> Aim of the exercise
Please continue the essay about Albert Schweitzer's hospital in Lambaréné, picking up right after its last sentence.

> Source extract
Adam Ash

Your daily entertainment scout. Whatever is happening out there, you'll find the best writing about it in here.

Saturday, April 22, 2006

Once upon a time there lived a very good man called Albert Schweitzer

Schweitzer's Lesson -- by César Chelala

LAMBARÉNÉ, Gabon -- I had been touring the grounds of Albert Schweitzer's hospital, in Lambaréné, Gabon, where the famous doctor cured thousands of Africans and helped them lead better lives. In Cité Soleil, created as a special ward for lepers next to the hospital, a community of lepers still lives. Three men were sitting on a bench, one of whom was trying to fix a musical instrument, his hands ravaged by disease. I took out my camera and was ready to take his picture when he said, "Don't shoot!"

Startled by his reaction, I asked him why he didn't want a picture taken. As he continued working, he said, "You don't even say hello, you don't ask for our permission and you want to take our picture?" I apologized, greeted him properly and asked his permission for a photograph, to which he readily agreed.

He taught me an important lesson. Although my intention had not been to show him any disrespect, that is what I was essentially doing. I felt I had the right to take his photograph because I thought it was an interesting scene, but I hadn't respected his right to say no. That he was a leper who had probably encountered much disrespect in the past, I realized, made my insensitivity even worse.

The man's assertiveness about his rights and the atmosphere of quiet pride in Cité Soleil, I also realized, were no accident. Dr. Schweitzer was remarkable for his respect for the needs of others, exemplified by his life of service to those less fortunate.

Dr. Schweitzer left a brilliant professional career in Europe as a musician and a theologian to become a physician, moved to Africa with his wife, built a hospital in Lambaréné from what had been a chicken coop, and devoted his life to treating thousands of patients out of an irrepressible sense of personal duty.

His activities earned him the admiration of figures such as Albert Einstein and Presidents Dwight Eisenhower and John F. Kennedy. In 1952 he received the Nobel Peace Prize. The money from the prize went to fund the creation of Cité Soleil.

One day, looking at a herd of hippos in the Ogowe River, close to the hospital, Dr. Schweitzer formed his commitment to the need to revere life: "The greatest evil is to destroy life, to injure life, to repress life that is capable of development."

> Exercise data
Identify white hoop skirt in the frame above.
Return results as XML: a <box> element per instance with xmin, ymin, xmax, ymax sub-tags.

> Answer box
I couldn't help comparing Dr. Schweitzer's approach to life to what is happening in today's world, when we live in what seems to be a permanent state of war and where the reasons for going to war are becoming more and more irrelevant. We live in a world where religion is used to destroy, not to improve life.

People today talk of a clash of civilizations, when the real clash is the lack of respect for the other, the lack of dialogue, and the lack of effort to understand each other. Today's situation resembles a conversation in which everyone wants to express his point of view without hearing the other person's point of view or concerns.

Today we desperately need people of Dr. Schweitzer's stature. We need to follow his philosophy, based on an essential respect for life. As he constantly stressed, the progress of civilization is closely linked to a conception of the importance of life. Only those who say yes to life, to the world in which we live, are capable of making civilization progress.

When we look up in horror to the destruction of a country through a war based on false premises, and at the potential destruction of another sovereign nation, we need to remember Dr. Schweitzer's words in a 1963 letter to President John F. Kennedy, "The goal toward which we should direct our sight from now to the farthest future is that we should not let war decide issues that separate nations, but we should always try to find a pacific solution to them."

We will reach that understanding only through dialogue with those who think in different ways from us, when we learn to listen to their concerns and fears. Perhaps then Dr. Schweitzer's guiding principle will become a reality, "I am life that wants to live, surrounded by life that wants to live."

(César Chelala is an international public health consultant who has traveled extensively throughout Africa on health-related missions.)